SELECTED EXCERPT:
As late as August 2008, the consensus within our 
industry was that natural gas would remain in 
the $7 to $9/mmbtu range well into 2009.

The U.S. Presidential election cycle added 
to the drama of the unfolding financial crisis, 
compounding anxieties over monetary policy 
with inherent uncertainties associated with 
closely fought national elections.  Our industry 
was caught to some degree in the convergence 
of these events, as the debate raged over sending 
billions of dollars overseas for foreign oil, how 
we might begin to lessen our dependence on 
overseas energy sources, and whether renewable 
energy represents a viable alternative to fossil 
fuels within certain economic sectors.   
Federal bailout packages were hurried through 
the legislative process, various high visibility 
national plans were developed and advocated 
within the private sector to address the foreign 

oil dependence issue, and ultimately the demand 
destruction created during the high price 
environment in the summer months took its 
toll, as both oil and natural gas prices declined 
drastically by the end of the year.

WHAT THE TASK ASKS: Copy word for word everything from "Federal bailout packages" down to "of the year." in the passage on 2008 energy prices.

MATERIAL SHOWN:

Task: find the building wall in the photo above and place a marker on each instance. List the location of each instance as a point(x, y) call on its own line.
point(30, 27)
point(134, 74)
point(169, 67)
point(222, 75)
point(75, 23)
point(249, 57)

REPLY TO THE TASK:
Federal bailout packages were hurried through 
the legislative process, various high visibility 
national plans were developed and advocated 
within the private sector to address the foreign 

oil dependence issue, and ultimately the demand 
destruction created during the high price 
environment in the summer months took its 
toll, as both oil and natural gas prices declined 
drastically by the end of the year.